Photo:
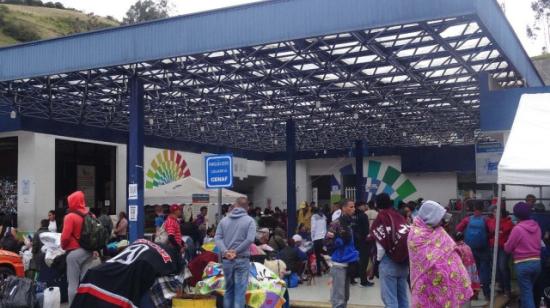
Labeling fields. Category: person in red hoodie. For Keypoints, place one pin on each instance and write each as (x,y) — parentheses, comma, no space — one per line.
(525,245)
(78,259)
(172,227)
(503,268)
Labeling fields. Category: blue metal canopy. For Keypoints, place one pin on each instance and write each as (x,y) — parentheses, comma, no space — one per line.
(391,72)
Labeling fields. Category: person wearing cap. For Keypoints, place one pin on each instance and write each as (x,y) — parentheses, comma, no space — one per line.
(503,267)
(304,216)
(293,256)
(438,276)
(172,226)
(340,245)
(524,244)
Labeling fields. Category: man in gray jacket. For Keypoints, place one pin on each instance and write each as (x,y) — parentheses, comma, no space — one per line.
(234,235)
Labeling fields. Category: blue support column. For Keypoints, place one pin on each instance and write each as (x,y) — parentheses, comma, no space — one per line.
(135,159)
(291,176)
(359,176)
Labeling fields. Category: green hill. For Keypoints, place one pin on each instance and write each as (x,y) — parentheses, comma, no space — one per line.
(21,23)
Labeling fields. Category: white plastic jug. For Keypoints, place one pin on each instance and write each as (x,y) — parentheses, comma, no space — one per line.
(52,298)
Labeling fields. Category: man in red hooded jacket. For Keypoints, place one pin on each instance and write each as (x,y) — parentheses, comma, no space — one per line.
(78,259)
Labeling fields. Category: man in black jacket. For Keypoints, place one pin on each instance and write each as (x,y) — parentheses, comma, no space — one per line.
(360,227)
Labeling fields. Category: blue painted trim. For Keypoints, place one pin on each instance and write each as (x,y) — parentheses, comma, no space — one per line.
(250,25)
(359,175)
(135,157)
(498,108)
(291,177)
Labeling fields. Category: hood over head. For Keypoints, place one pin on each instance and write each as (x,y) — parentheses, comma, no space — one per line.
(77,202)
(431,213)
(530,226)
(237,212)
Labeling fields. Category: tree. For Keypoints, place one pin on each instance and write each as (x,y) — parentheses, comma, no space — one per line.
(144,10)
(541,26)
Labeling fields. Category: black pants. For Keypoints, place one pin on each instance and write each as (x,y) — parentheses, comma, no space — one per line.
(363,262)
(318,248)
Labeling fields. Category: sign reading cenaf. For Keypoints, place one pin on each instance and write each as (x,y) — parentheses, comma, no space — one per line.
(219,171)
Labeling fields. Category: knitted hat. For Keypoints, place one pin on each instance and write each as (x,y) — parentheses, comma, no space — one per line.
(522,210)
(174,207)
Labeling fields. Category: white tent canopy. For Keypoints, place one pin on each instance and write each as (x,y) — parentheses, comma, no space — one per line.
(182,191)
(526,157)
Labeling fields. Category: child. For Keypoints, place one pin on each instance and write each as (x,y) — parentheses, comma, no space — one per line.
(469,262)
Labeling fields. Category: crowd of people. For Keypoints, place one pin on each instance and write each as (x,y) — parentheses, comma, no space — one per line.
(411,248)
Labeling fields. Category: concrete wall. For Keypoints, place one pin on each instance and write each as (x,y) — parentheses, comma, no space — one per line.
(440,186)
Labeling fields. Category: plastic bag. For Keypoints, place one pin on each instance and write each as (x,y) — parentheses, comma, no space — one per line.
(17,293)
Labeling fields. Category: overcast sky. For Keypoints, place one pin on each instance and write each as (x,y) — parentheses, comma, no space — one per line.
(518,12)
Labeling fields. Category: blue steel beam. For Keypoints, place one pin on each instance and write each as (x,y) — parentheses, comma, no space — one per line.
(249,25)
(291,177)
(135,159)
(359,175)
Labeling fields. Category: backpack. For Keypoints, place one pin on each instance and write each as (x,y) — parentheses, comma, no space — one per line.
(94,235)
(475,235)
(399,252)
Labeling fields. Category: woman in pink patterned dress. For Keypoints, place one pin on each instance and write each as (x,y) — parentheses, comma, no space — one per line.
(438,277)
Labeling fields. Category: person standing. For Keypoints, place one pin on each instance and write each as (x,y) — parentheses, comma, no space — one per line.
(340,244)
(304,216)
(476,235)
(78,258)
(438,276)
(52,224)
(234,235)
(159,217)
(360,229)
(390,231)
(524,244)
(172,227)
(318,233)
(503,267)
(372,213)
(121,227)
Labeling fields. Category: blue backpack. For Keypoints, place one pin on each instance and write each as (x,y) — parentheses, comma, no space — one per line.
(476,233)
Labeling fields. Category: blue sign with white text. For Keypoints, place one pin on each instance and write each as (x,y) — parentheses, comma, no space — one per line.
(219,171)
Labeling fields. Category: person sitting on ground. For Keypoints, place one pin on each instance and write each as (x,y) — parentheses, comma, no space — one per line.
(438,276)
(292,255)
(121,228)
(524,244)
(52,224)
(277,241)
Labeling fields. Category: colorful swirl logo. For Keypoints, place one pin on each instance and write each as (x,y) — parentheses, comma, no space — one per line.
(167,167)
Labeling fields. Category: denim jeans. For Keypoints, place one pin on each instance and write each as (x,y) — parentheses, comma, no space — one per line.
(483,264)
(236,280)
(527,273)
(393,283)
(503,270)
(339,294)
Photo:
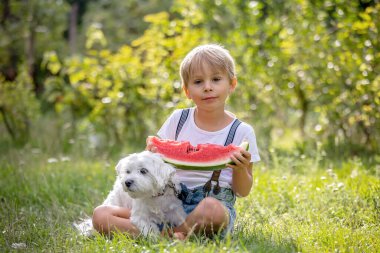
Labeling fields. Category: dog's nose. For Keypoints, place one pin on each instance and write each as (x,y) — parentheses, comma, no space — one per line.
(128,183)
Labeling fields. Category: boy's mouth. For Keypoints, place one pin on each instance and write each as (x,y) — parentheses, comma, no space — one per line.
(209,98)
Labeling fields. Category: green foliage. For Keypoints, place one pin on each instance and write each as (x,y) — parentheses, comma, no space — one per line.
(18,107)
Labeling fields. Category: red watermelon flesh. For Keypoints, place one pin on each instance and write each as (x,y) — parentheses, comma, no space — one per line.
(202,157)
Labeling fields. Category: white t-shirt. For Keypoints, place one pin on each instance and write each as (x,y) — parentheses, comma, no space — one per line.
(192,133)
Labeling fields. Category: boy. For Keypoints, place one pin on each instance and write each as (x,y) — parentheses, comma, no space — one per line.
(208,78)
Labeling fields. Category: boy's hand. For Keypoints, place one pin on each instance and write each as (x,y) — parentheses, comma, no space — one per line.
(149,145)
(241,159)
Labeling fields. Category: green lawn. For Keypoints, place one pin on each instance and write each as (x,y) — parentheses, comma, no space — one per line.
(298,204)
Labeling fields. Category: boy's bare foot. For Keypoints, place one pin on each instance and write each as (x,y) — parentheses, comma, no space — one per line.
(179,236)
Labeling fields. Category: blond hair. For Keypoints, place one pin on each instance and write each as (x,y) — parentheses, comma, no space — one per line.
(216,56)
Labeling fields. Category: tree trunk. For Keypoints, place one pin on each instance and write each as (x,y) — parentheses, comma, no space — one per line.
(73,27)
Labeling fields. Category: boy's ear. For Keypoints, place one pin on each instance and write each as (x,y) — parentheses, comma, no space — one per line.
(186,91)
(233,84)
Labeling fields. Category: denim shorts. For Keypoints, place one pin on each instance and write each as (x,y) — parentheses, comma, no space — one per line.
(191,198)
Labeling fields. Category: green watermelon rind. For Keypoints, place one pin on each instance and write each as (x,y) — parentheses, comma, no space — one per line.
(203,166)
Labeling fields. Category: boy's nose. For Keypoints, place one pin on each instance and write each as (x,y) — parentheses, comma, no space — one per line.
(207,86)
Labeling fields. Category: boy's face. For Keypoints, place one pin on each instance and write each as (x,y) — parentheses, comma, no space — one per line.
(209,87)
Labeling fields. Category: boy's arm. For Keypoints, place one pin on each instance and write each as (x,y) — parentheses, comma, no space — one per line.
(242,173)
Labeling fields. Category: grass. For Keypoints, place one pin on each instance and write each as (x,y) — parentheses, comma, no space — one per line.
(297,204)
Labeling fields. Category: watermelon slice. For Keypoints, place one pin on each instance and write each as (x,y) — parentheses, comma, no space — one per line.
(202,157)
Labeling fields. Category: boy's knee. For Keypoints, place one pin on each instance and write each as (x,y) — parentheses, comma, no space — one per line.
(214,212)
(99,217)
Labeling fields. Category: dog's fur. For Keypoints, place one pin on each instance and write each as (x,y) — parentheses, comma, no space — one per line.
(146,184)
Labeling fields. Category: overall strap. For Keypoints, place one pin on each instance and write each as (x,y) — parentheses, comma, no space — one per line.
(216,174)
(181,122)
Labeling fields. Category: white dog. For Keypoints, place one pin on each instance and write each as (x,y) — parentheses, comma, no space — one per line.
(146,184)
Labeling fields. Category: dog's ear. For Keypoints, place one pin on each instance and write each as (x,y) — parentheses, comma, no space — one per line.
(118,167)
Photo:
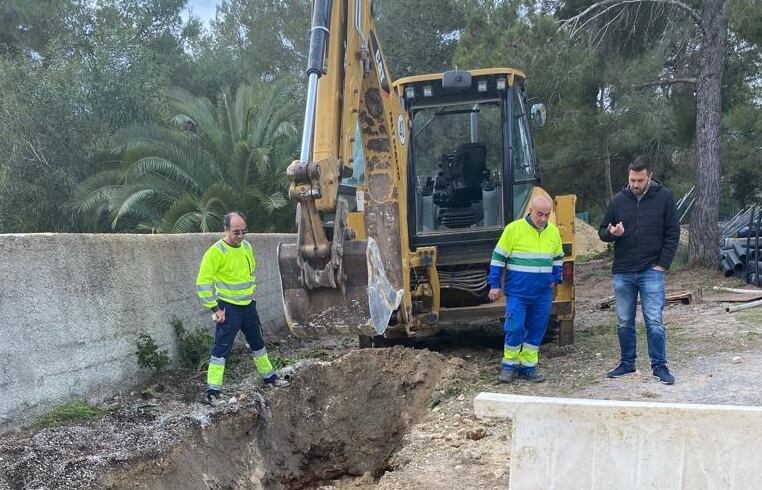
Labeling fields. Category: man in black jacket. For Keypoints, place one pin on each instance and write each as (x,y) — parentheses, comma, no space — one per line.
(642,222)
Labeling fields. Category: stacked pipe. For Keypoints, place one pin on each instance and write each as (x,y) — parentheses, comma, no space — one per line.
(741,254)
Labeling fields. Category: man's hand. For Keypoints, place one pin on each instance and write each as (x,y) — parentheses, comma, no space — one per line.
(616,230)
(219,316)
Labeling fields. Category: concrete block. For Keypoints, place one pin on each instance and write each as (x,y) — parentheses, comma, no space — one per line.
(566,443)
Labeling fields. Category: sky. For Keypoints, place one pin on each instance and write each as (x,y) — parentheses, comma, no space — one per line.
(203,9)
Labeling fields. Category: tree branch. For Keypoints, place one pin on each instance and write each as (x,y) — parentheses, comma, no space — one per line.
(572,22)
(667,81)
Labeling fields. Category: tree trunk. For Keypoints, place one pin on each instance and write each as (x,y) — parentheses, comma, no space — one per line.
(607,166)
(606,155)
(704,230)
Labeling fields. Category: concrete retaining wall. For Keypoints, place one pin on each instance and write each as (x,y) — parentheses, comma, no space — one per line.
(73,305)
(564,443)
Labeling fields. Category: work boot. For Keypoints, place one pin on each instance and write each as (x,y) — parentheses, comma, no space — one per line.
(621,370)
(662,374)
(506,375)
(214,398)
(275,381)
(533,376)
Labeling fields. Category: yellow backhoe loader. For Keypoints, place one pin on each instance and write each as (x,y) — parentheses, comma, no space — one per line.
(403,189)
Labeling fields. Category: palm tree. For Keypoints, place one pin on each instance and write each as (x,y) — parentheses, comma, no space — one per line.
(209,158)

# # # # # # #

To be done:
Repeat exactly, and only, the lines from the one containing "Labeling fields. Category: concrete retaining" through the end of the material.

Correct answer:
Labeling fields. Category: concrete retaining wall. For Keypoints, place one pin on each instance and write each as (x,y) — parentheses, comma, no space — one per line.
(73,305)
(564,443)
Labeling fields. Category: work boot. For Keypoints, place one pin on each instance and write each as (x,y) — parentheses, comma, no space — one per line.
(621,370)
(662,374)
(506,375)
(214,398)
(275,381)
(533,376)
Labeling fields. Category: yellow backhoe loader. For Keypoints, place one pin on each instance and write each as (x,y) — parentheses, comma, no space — one per line.
(403,189)
Labeling fields. Category: palm tree. For Keypoints, place one pin on each instance and write each as (x,y) — parentheses, comma, no space — one per line.
(209,158)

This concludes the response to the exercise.